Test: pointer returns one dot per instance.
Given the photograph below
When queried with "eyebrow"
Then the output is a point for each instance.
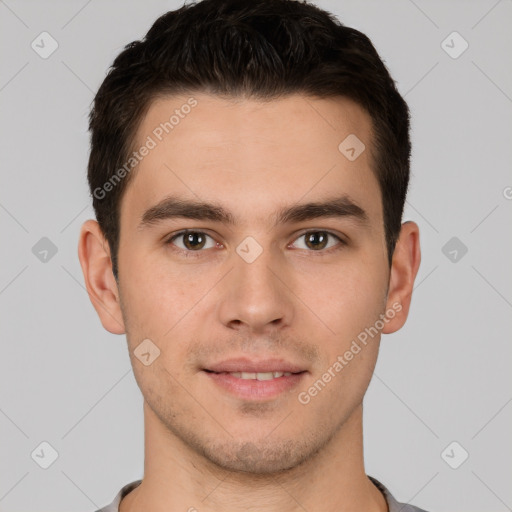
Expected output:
(173, 207)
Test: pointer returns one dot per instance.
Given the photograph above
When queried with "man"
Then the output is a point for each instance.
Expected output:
(249, 166)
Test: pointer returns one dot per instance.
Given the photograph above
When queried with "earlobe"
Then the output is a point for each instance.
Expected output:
(94, 256)
(404, 268)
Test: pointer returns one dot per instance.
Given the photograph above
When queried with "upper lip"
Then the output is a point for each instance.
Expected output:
(243, 364)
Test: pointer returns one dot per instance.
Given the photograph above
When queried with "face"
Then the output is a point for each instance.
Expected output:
(260, 282)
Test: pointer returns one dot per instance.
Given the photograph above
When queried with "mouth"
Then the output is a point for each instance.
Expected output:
(251, 380)
(256, 375)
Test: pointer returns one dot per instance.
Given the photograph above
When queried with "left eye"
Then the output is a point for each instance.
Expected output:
(319, 240)
(193, 240)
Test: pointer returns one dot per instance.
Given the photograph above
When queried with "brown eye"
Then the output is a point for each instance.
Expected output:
(192, 241)
(319, 240)
(316, 240)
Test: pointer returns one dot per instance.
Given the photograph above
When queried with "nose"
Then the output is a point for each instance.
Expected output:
(256, 296)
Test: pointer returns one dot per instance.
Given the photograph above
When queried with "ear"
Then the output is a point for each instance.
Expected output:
(404, 267)
(94, 256)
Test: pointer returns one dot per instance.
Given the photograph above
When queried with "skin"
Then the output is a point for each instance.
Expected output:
(205, 448)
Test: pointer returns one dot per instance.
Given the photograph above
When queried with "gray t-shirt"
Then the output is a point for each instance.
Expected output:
(393, 505)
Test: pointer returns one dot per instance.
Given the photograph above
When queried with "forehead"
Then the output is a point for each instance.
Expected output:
(252, 155)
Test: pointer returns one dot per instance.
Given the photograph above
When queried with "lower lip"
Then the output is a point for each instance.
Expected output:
(253, 389)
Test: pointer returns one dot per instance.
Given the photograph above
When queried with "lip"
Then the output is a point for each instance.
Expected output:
(243, 364)
(255, 390)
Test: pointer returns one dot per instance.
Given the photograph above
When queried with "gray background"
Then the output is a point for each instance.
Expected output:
(444, 377)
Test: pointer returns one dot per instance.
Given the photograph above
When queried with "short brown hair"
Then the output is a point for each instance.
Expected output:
(261, 49)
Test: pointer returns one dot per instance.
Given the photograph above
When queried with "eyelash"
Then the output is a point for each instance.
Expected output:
(189, 253)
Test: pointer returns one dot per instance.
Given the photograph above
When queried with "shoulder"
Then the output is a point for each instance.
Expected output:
(114, 506)
(393, 504)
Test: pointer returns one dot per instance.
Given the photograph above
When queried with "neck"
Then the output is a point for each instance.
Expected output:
(178, 478)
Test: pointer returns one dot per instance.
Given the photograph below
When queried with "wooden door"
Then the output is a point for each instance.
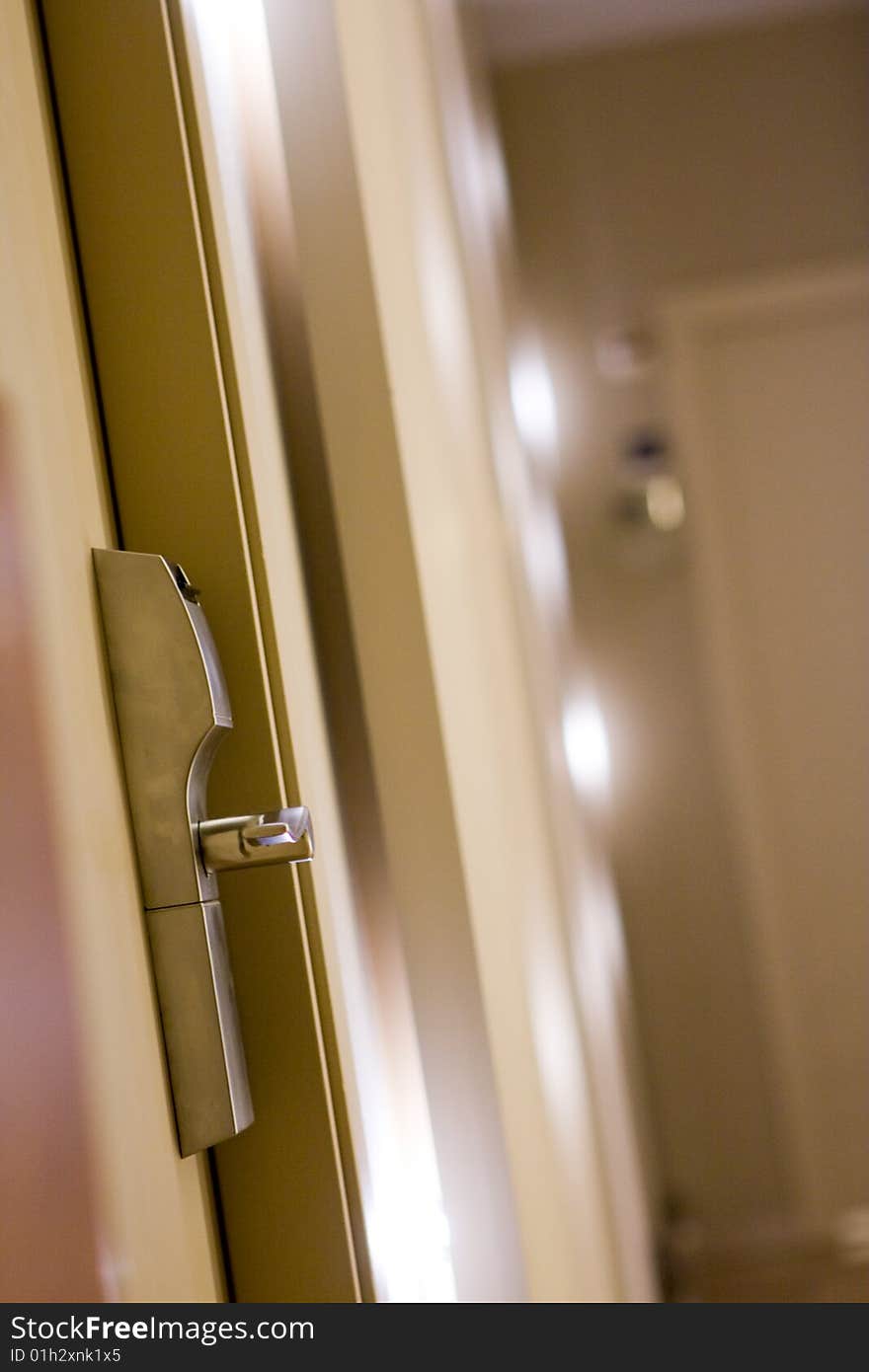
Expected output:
(184, 486)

• • •

YOUR OBJECTIVE ->
Set each line of the records down exactly, leaving every picture out.

RESULT FOR THIS EXERCISE ->
Test: pointer returns one dot per instance.
Given the photograph below
When queried with "eyebrow"
Then the output is a point for each instance.
Expected output:
(173, 207)
Test: pointer returns one dot per instance.
Given the photograph above
When queried with "man"
Then the output is a point for each instance.
Expected output:
(249, 166)
Test: pointer returns one dot per instance.
Given the photograph above
When queried with "earlobe"
Then the output is a point for each instance.
Expected output:
(94, 256)
(404, 268)
Test: pointer returns one dot per instance.
Given the photograph above
When queried with "upper lip"
Then the output is a point for each instance.
Expected output:
(243, 364)
Test: pointer returns one dot per instance.
Given the photograph above
When queried with "face"
Then the output is a point for each instance.
Expected output:
(260, 282)
Test: pointer returns one dot per instance.
Given the photograph above
When queried with "mouth"
Then the output is a point for each instance.
Expected output:
(251, 380)
(256, 375)
Test: pointer returns one dot per instance.
Given the photograph above
When queried with "left eye"
Then the output is a point for each instance.
Expected output:
(319, 240)
(193, 240)
Test: pointer returns one dot per instance.
Given the photograph above
When queried with "brown eye"
Then the output is a point for each instance.
Expected output:
(192, 241)
(319, 240)
(316, 240)
Test: pointer returns one dot per instance.
Given the photograph above
When queried with "nose"
Then the output is a point for each instance.
Expected output:
(256, 296)
Test: pointer returns one dot per instance.
Given the photograph above
When queried with "ear"
Then the output is a point for each instance.
Expected output:
(404, 267)
(94, 256)
Test: pointer returns one dot per instance.
Given the photograph above
When queried with "skin"
Then the output is a point for each instance.
Expected output:
(205, 448)
Test: pointer returns one dot per instance.
Given the photograph above
When queried with "gray t-shirt"
Then the output is a point for each instance.
Expected output:
(393, 505)
Test: pointer returns one dot per instance.
Given the photograph above
When queried with "forehead"
Then the output is a point for each instance.
Expected output:
(252, 155)
Test: pointer returns one dot per instance.
Given the photograph above
When queried with "lower lip"
Then the output is a point for each instance.
Expected output:
(253, 389)
Test: pointer returns one dot per instance.
Given the photograph above
When queried with "lip"
Then the output is a point for each instance.
Expected output:
(243, 364)
(255, 390)
Test: pointer returns one dot per instance.
Given the photograph above
When queried with "gray background"
Then the output is a point for each instance.
Expected output:
(444, 377)
Test: pointer returns one dot per instance.
Given the photograph above
When queried with "short brown hair"
Then the output is a point for each instance.
Expected output:
(261, 49)
Test: pointer returns one dot per instance.
Given the photograph above
When queried with "eyelash"
Then the output is a point for each instance.
Expected output:
(189, 253)
Test: pointer returns one dot per instance.
Given the photograph above
When queried with "shoulder"
Then the output is a point for each instance.
Expected output:
(114, 506)
(393, 504)
Test: pointer returns one dot per instance.
Given the photograph above
When queried with "neck"
Then the output is a point for each instance.
Expected output:
(178, 478)
Test: pointer returns one dot per instance.
Given the photograph below
When queried with "wooden door"
Then the output is a point for each instance.
Expected output:
(184, 486)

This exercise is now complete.